EXTRACT PROVIDED
* * *

A vintage Levi’s ad from the early 1930s

The target of these advertisements was largely the working men who, like the factory workers, railway employees, and farmers, exploited the full range of denim’s durability. In the 1930s, though, Levi’s saw and pounced on a new kind of opportunity in the West. For the first time, denim would be marketed, not just as a working man’s commodity, but also as a lifestyle product.

 

Denim and the Dudes

America’s long love affair with denim shares a genealogical root with its much older love affair with the West. It was love at first sight. Hunters, pathfinders, and adventurers sent back accounts from the frontier, and these captivated readers in the East. In the nineteenth century, first on the stage and then in outdoor arenas, audiences flocked to wild west shows, making household names of sharpshooters and frontier toughs like Buffalo Bill, Wild Bill Hickok, Annie Oakley, and Calamity Jane.

* * *

COLLECTED MATERIAL
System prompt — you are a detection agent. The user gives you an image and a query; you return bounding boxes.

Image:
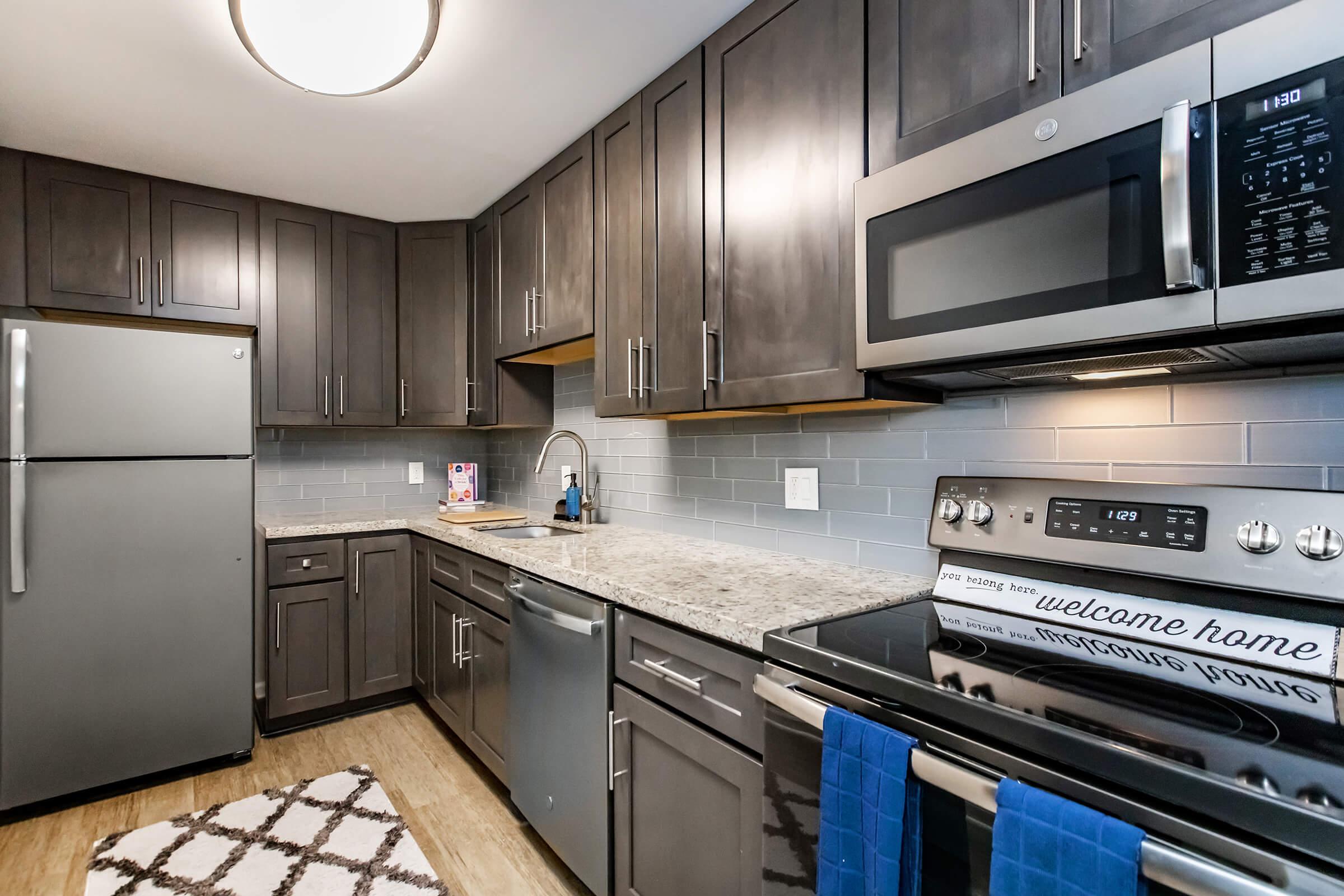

* * *

WORK TO COMPLETE
1) From the denim text, output the passage that begins at the words "America’s long love" and stops after "and Calamity Jane.", copied word for word.
2) Name every sharpshooter or frontier tough that the denim text says wild west shows made into household names.

RESPONSES TO THE EXERCISE
1)
America’s long love affair with denim shares a genealogical root with its much older love affair with the West. It was love at first sight. Hunters, pathfinders, and adventurers sent back accounts from the frontier, and these captivated readers in the East. In the nineteenth century, first on the stage and then in outdoor arenas, audiences flocked to wild west shows, making household names of sharpshooters and frontier toughs like Buffalo Bill, Wild Bill Hickok, Annie Oakley, and Calamity Jane.

2)
Buffalo Bill
Wild Bill Hickok
Annie Oakley
Calamity Jane